How to complete this task:
Could you output every record again, exactly as given?

----

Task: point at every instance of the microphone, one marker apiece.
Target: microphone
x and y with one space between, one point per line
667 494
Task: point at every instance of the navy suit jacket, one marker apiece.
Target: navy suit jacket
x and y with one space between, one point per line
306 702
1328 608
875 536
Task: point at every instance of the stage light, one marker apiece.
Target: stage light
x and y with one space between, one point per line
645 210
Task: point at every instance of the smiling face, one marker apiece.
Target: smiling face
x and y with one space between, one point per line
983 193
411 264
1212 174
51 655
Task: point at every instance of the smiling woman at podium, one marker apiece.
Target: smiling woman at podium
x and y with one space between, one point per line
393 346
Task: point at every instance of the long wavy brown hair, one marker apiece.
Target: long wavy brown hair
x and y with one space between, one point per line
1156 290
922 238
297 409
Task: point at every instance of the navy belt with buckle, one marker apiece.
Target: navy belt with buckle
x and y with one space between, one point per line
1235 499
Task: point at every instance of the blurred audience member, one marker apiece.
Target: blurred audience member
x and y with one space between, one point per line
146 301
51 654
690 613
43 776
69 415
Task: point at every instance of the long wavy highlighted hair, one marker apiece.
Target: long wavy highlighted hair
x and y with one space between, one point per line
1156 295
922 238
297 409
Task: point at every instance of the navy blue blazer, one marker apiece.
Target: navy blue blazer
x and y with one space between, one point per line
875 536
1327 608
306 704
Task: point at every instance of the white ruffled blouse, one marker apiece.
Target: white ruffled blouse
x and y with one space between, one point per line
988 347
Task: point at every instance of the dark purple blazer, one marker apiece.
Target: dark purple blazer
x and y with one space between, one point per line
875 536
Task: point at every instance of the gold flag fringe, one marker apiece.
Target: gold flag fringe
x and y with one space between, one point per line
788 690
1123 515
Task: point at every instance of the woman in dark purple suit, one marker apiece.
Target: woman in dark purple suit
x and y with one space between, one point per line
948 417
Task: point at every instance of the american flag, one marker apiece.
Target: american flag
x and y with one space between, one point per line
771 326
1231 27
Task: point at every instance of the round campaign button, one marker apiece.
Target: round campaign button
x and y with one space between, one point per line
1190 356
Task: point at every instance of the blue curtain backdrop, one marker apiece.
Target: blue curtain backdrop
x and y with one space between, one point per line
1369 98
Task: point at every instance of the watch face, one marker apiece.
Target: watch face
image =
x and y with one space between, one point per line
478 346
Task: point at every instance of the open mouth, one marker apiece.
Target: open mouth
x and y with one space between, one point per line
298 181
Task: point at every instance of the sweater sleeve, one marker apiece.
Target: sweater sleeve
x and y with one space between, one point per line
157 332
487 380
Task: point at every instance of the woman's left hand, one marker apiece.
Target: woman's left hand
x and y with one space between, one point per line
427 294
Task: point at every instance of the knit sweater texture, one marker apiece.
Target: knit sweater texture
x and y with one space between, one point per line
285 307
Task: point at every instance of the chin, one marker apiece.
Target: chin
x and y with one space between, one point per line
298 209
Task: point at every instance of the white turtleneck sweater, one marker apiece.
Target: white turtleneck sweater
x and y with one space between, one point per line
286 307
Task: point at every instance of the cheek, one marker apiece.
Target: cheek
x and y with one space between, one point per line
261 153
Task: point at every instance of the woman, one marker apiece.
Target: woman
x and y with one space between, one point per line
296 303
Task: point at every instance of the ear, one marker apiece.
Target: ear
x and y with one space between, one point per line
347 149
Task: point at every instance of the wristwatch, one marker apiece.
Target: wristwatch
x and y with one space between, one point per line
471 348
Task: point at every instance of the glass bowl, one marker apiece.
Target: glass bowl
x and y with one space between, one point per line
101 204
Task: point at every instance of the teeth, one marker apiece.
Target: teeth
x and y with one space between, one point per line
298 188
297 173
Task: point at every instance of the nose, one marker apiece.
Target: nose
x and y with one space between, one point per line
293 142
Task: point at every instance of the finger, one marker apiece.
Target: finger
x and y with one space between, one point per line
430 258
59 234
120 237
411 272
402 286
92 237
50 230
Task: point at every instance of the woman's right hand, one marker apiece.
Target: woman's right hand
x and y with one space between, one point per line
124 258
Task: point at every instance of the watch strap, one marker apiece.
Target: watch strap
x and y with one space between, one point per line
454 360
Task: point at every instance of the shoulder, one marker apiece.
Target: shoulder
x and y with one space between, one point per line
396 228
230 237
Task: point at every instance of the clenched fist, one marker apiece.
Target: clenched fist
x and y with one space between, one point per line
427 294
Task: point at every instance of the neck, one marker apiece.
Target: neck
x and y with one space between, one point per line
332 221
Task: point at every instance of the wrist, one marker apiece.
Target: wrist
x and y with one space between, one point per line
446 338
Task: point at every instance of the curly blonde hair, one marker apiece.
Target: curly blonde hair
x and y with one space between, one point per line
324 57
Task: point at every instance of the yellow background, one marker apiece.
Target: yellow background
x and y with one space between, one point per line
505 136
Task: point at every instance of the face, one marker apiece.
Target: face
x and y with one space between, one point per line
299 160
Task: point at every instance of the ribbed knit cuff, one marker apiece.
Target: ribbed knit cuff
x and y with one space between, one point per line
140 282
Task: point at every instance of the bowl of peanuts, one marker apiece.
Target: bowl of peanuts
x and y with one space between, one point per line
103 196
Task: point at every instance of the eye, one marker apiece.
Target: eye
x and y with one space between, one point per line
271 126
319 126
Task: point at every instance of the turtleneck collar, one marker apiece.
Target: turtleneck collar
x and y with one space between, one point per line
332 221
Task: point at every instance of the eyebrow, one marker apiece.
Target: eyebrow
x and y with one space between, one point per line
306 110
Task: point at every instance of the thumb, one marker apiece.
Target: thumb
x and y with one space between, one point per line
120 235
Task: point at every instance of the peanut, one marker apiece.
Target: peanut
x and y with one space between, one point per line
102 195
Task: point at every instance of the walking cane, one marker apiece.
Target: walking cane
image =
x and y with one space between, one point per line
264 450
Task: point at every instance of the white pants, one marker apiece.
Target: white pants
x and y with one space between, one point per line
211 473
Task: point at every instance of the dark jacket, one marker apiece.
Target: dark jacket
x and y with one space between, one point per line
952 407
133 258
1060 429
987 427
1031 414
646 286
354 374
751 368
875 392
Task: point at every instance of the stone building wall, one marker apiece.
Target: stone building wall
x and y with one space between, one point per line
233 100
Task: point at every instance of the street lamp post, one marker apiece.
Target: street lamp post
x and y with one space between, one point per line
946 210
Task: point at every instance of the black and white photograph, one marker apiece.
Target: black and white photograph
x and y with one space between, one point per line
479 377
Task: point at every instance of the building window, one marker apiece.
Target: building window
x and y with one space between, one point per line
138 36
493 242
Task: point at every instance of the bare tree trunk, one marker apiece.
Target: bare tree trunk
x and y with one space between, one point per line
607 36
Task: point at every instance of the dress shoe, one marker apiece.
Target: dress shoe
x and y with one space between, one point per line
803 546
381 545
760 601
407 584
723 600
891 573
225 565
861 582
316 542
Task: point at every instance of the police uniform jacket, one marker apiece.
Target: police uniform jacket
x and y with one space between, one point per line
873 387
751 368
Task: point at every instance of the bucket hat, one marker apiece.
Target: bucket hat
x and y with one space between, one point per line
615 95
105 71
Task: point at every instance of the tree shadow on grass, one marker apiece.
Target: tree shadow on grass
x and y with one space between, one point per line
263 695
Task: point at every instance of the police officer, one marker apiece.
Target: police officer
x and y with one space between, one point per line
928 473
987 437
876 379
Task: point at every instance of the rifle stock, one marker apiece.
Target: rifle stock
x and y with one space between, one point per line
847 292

----

Written answer:
Task: point at every instance of the microphone, one marker apiece.
Target: microphone
x and y with one space between, one point per line
667 494
Task: point at every instance of the navy suit jacket, one marker apiece.
Target: navy suit jacket
x and y with one space between, one point per line
306 702
1328 608
875 536
Task: point at every instance of the stage light, one marker apiece.
Target: stage light
x and y with one space between, one point per line
645 210
Task: point at every instance of the smiling face, one marker apiece.
Target: smiling face
x and y with one space between, one point per line
983 193
411 264
1212 174
51 655
Task: point at every instance of the smiling woman at podium, one marker apiece.
Target: smiling woman at podium
x and y with one space between, one point per line
393 346
Task: point at every instance of the long wavy brown hair, one marker apiece.
Target: long wavy brown hair
x and y with one space between, one point per line
1156 290
922 238
297 409
Task: point at every instance of the navy belt with buckle, one marker apiece.
Target: navy belt with buckle
x and y with one space between, one point per line
1235 499
Task: point at every instance of the blurred audience member, one marker apiece.
Target: blurred audience member
x and y with one space between, one point per line
146 301
51 654
690 613
43 776
69 415
Task: point at every instance of the long wavy highlighted hair, one marker apiece.
Target: long wavy highlighted hair
x and y with one space between, one point per line
1156 295
922 238
297 409
Task: point at every instance of the navy blue blazer, one marker apiece.
Target: navy blue blazer
x and y with one space between, one point per line
875 536
1327 608
306 704
Task: point at every instance of the white ruffled blouse, one marker apiece.
Target: white ruffled blouse
x and y with one space between, one point per line
988 347
Task: point at every instance of the dark purple blazer, one marker apiece.
Target: dark purple blazer
x and y with one space between, one point per line
875 536
Task: point at every instance of the gold flag fringe, one marker apiece.
Target: gold flag fringe
x and y with one space between, one point per line
788 690
1123 515
Task: point at every instance of the woman in dark purple suit, one marker apiece.
Target: woman in dark purple suit
x and y with one space between, one point per line
948 417
Task: point at every instance of the american flag, one marker apiece.
Target: american flag
x and y with one space between, one point per line
771 326
1231 27
Task: point at every instance of the round campaign button, one marker apiece.
Target: round campaign button
x and y with one space between, one point per line
1190 356
Task: point at every instance of the blue curtain backdrop, one marker apiece.
Target: blue curtain backdrop
x and y with one space between, one point per line
1369 98
Task: point at every instance of the watch face, one marker apiece.
Target: watch face
image =
x and y with one space between, one point per line
478 346
Task: point at every instance of the open mouth, one marker apiece.
Target: open mouth
x and y with one space between, one point per line
298 181
Task: point at every instance of the sweater sleeve, one marker apiece.
Target: sweater sleeve
x and y with one space between, one point per line
157 332
487 380
Task: point at every instance of the woman's left hand, one marker apiece.
Target: woman's left hand
x and y with one space between, one point per line
427 294
Task: point at every instance of the knit sweater texture, one marker apiece.
Target: knit sweater texture
x and y with one space between, one point per line
285 307
Task: point at every instance of the chin, one marker apiece.
Target: chin
x and y with one space between, one point per line
298 209
Task: point at every instance of the white turtleneck sweater, one marker apiece.
Target: white turtleneck sweater
x and y with one space between, one point per line
286 307
Task: point at every instance of the cheek, one marker apiece.
Target: cheek
x and y with one space between, one point per line
261 153
Task: point at every instance of the woman, one marker apiece.
Target: woman
x and y with one space between, one point per line
296 303
Task: point at every instance of the ear, one marker apiece.
Target: ear
x and y with one space between, one point per line
347 149
Task: point at every instance of the wristwatch, one marker apiece.
Target: wristwatch
x and y with one space between, one point per line
471 348
Task: point at every instance of the glass bowl, one marker apiece.
Target: glass bowl
x and y with one space between, one point per line
101 204
Task: point at every instance of the teeth, one marker apiece.
Target: teeth
x and y with one space between, one point per line
298 188
297 173
Task: point at every instance of the nose, one marker apiece.
Target: nose
x and y with one space between, one point per line
293 142
Task: point at every instance of the finger, one marker apiece.
Target: finger
x and y with one space between, one point per line
430 258
59 234
120 237
411 272
402 286
92 237
50 230
Task: point at every instance of the woman's right hand, one marker apiece.
Target: woman's right hand
x and y with one space between, one point per line
124 258
Task: point at every instance of the watch strap, one marker apiece.
Target: watch strap
x and y with one space between, one point per line
454 360
Task: point at every instance of the shoulder, one marker apiece.
Target: shoulder
x and y with one space between, one point per line
396 228
230 237
Task: point at every instance of the clenched fist, one marker apiece.
Target: clenched fist
x and y with one space between, one point per line
427 294
Task: point at every instance of the neck, one marker apiece.
Target: neck
x and y with one space between, one point per line
332 221
Task: point at every instance of the wrist, one marker apiece.
Target: wrist
x and y with one space between, one point per line
446 338
Task: point at every instance of the curly blonde hair, one marker apiece.
Target: curly blonde hair
x and y with one space between, one point per line
324 57
Task: point at every instance of the yellow background, one marker apiece.
Target: yellow background
x and y with one space between, one point per line
505 136
Task: point at every instance of the face, one marker apiece.
Target: face
x and y with one space between, one point per line
299 160
Task: point at every instance of the ribbed knit cuff, one marker apiece.
Target: ribbed knit cuff
x and y with one space between, one point per line
140 282
Task: point at every instance of the bowl of peanuts, one marker apiece.
Target: bowl of peanuts
x and y with one space between, one point per line
103 196
Task: point at every instance of the eye, one marker apiece.
Target: eye
x and y with one space between, one point per line
271 126
319 126
Task: point at every instance of the turtleneck collar, one marker apiece.
Target: turtleneck collar
x and y with one space between, one point per line
332 221
Task: point at every instance of the eyebrow, one marker apiece.
Target: eyebrow
x and y with one space between, one point per line
306 110
Task: point at every instance of the thumb, one marker apiece.
Target: thumb
x and y with one space between, one point per line
120 235
Task: point at every instance of the peanut, one marker apiece.
Target: peanut
x and y with one space between, one point per line
102 195
Task: point at every instance of the walking cane, one marker apiece.
Target: walking cane
image =
x and y with one space between, one point per line
264 450
Task: point at every instance of the white pants, one marker apiece.
Target: white pants
x and y with one space between, one point per line
211 473
Task: point at every instance of the dark jacket, one marker apiece.
Target: dark jacket
x and y with one space between, one point per line
952 407
133 258
1060 429
987 427
1031 414
646 286
354 374
751 368
875 392
Task: point at every instance of the stone building wall, one marker apiece.
Target: stone building wall
x and y with one space between, one point per line
233 100
Task: point at every instance of the street lamp post, one marker apiece.
Target: street lamp post
x and y with one space between, one point per line
946 210
Task: point at every instance of the black and white photograph, one marker apiece.
Target: black and white photograph
x and y with one space between, one point per line
479 377
Task: point at every instance of the building window, one marker apiece.
Target: building window
x and y with one space between, one point per line
138 36
493 242
Task: point at every instance of the bare tree trunk, one marker apiece.
Target: bare tree trunk
x and y with one space between, one point per line
607 36
Task: point at every instance of the dress shoe, one marker apiece.
Target: dress shoe
x and y with one space between, one point per line
803 546
381 545
760 601
407 584
723 600
891 573
225 565
861 582
316 542
Task: point at every instance of the police uniform jacket, one marker apiece.
Target: police uniform jacket
x and y with one space between, one point per line
873 387
751 368
Task: point at every instance of the bucket hat, one marker apiece.
Target: bucket hat
x and y with one space between, one point per line
615 95
105 71
Task: point at every instance of the tree shadow on grass, one marker apiece.
Target: tree shadow on grass
x and y with one space between, one point per line
263 695
Task: point at every instance of the police officer, one marker apiece.
Target: police officer
x and y with one space between, one point per line
928 473
987 437
876 379
Task: point at every instance of the rifle stock, one marker apiece.
Target: rifle stock
x and y with one space between, one point per line
847 292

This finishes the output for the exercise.